Supplied passage =>
______________________________

Sports and recreation facility in Tennessee

The Kathleen and Tom Elam Center is a multi-purpose sports and recreation facility on the campus of the University of Tennessee at Martin (UTM) named in honor of University of Tennessee Trustee Col. Tom Elam and his wife, Kathleen. Col. Elam, of nearby Union City, Tennessee, was the long-time chairman of the Athletics Committee of the University of Tennessee Board of Trustees. The Elam Center houses the UTM Intercollegiate Athletics and the Department of Health and Human Performance. It features seven basketball courts with volleyball and badminton options, seven racquetball courts, an Olympic-sized swimming pool, an equipment check-out area, a weight room, an interior jogging balcony, an aerobics room, and Skyhawk Arena.

______________________________

Exercise description => Copy out the Elam Center passage word for word, from its heading to its last sentence.

______________________________

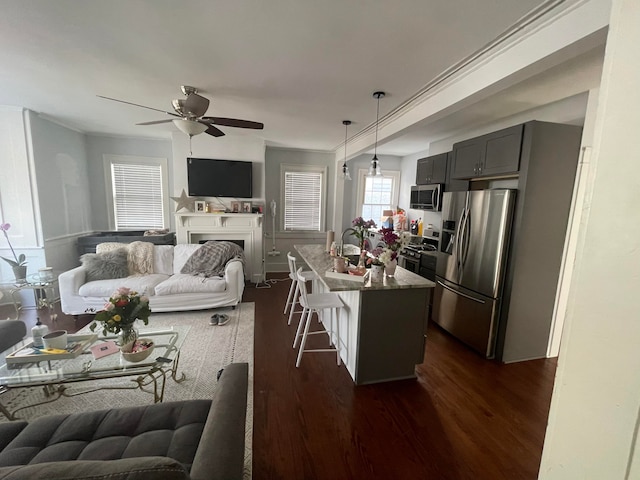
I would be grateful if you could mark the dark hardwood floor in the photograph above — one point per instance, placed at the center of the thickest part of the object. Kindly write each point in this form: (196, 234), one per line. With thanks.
(463, 418)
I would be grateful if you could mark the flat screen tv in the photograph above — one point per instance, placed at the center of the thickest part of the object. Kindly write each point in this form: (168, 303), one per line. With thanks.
(208, 177)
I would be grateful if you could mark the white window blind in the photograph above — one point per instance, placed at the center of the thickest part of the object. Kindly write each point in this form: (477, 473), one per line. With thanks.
(137, 196)
(302, 200)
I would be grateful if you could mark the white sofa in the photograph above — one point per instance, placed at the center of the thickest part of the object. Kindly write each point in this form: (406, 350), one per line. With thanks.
(168, 290)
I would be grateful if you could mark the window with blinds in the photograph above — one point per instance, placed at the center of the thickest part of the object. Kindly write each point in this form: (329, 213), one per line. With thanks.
(137, 191)
(303, 200)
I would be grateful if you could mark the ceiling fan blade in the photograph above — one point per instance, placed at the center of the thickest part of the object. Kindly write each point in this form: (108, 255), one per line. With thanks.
(138, 105)
(234, 122)
(213, 131)
(196, 104)
(155, 122)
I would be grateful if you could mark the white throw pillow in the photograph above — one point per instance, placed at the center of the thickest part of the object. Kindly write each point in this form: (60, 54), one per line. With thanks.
(183, 283)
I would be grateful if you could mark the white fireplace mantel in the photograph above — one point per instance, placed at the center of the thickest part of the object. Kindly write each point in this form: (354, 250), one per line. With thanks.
(247, 227)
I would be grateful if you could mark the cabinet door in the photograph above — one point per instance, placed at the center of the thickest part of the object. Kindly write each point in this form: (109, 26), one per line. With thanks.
(424, 168)
(467, 157)
(502, 152)
(439, 168)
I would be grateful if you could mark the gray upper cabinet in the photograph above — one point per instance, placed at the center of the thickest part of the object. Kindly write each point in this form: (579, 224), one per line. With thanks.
(431, 169)
(496, 153)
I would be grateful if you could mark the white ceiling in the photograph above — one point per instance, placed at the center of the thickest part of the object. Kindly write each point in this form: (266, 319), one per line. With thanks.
(298, 66)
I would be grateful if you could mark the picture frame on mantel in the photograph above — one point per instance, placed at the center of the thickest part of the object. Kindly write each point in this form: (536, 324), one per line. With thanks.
(200, 206)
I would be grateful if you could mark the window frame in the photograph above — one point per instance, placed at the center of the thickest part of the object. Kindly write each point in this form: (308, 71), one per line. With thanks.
(109, 159)
(395, 190)
(296, 168)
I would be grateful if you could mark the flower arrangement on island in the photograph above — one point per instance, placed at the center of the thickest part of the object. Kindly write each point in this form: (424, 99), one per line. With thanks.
(124, 307)
(393, 244)
(18, 260)
(359, 228)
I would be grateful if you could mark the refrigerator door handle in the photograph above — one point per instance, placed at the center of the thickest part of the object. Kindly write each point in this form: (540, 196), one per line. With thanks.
(460, 293)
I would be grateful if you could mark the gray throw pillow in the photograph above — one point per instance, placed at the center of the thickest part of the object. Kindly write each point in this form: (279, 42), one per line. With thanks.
(102, 266)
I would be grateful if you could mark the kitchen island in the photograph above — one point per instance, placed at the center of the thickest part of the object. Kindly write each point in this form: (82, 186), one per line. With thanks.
(382, 326)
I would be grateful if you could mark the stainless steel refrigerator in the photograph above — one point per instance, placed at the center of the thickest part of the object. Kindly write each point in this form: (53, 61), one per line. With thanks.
(474, 243)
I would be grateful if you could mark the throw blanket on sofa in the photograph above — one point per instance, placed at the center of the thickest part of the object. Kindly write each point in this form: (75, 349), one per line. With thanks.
(211, 259)
(139, 255)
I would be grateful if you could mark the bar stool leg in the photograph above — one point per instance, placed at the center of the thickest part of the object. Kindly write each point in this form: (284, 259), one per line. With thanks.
(286, 305)
(304, 338)
(294, 300)
(306, 312)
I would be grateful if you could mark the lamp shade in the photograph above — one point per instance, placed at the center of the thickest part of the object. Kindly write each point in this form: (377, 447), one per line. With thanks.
(190, 127)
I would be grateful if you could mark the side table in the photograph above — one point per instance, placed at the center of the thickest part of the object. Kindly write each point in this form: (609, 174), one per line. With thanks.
(45, 293)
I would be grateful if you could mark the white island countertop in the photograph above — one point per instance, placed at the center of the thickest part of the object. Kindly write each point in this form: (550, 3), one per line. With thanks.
(320, 262)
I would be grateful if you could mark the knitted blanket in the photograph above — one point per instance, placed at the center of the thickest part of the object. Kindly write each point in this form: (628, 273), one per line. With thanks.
(211, 259)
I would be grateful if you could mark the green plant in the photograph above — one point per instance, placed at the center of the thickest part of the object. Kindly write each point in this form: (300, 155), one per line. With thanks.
(123, 308)
(18, 260)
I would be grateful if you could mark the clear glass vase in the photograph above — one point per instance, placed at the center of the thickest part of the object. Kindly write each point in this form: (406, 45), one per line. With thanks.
(127, 337)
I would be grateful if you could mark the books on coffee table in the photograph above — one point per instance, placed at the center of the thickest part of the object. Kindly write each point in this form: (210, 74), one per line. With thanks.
(76, 344)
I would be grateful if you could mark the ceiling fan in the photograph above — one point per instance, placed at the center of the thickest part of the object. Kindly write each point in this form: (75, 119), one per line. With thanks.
(189, 113)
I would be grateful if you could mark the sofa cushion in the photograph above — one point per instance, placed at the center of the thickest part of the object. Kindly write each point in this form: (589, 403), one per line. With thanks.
(163, 259)
(171, 429)
(181, 254)
(144, 284)
(102, 266)
(210, 260)
(182, 283)
(143, 468)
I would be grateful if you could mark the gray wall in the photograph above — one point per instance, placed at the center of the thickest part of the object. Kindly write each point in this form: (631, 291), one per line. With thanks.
(97, 146)
(60, 160)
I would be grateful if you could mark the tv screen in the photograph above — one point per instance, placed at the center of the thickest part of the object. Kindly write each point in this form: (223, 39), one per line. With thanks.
(209, 177)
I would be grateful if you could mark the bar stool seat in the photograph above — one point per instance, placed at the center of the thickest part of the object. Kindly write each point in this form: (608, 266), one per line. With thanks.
(294, 289)
(317, 303)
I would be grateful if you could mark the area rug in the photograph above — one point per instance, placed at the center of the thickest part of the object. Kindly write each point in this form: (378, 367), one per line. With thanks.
(205, 351)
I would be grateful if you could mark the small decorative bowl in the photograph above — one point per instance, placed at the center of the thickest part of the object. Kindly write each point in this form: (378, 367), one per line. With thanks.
(138, 355)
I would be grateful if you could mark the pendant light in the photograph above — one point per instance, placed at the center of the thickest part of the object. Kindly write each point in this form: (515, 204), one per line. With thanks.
(345, 170)
(374, 169)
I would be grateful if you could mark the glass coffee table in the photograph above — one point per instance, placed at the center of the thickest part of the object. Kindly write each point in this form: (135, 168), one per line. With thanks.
(55, 375)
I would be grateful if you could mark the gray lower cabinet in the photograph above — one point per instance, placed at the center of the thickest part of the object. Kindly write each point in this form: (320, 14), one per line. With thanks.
(497, 153)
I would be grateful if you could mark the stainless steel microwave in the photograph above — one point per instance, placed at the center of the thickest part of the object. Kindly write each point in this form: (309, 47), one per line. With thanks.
(427, 197)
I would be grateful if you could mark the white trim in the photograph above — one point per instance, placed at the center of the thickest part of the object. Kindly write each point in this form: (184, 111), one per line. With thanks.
(108, 159)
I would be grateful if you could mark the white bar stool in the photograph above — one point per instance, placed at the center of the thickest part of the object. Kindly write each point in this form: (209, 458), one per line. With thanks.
(294, 289)
(316, 303)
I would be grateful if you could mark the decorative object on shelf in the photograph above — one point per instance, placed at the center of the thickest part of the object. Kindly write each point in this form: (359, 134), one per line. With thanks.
(183, 201)
(124, 307)
(374, 169)
(390, 268)
(359, 229)
(393, 244)
(19, 262)
(345, 170)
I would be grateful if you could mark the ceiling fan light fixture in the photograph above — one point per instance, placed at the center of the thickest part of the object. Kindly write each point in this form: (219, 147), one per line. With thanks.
(345, 169)
(190, 127)
(374, 168)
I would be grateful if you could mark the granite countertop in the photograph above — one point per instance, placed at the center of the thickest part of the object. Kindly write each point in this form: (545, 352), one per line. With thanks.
(320, 262)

______________________________

Final answer =>
Sports and recreation facility in Tennessee

The Kathleen and Tom Elam Center is a multi-purpose sports and recreation facility on the campus of the University of Tennessee at Martin (UTM) named in honor of University of Tennessee Trustee Col. Tom Elam and his wife, Kathleen. Col. Elam, of nearby Union City, Tennessee, was the long-time chairman of the Athletics Committee of the University of Tennessee Board of Trustees. The Elam Center houses the UTM Intercollegiate Athletics and the Department of Health and Human Performance. It features seven basketball courts with volleyball and badminton options, seven racquetball courts, an Olympic-sized swimming pool, an equipment check-out area, a weight room, an interior jogging balcony, an aerobics room, and Skyhawk Arena.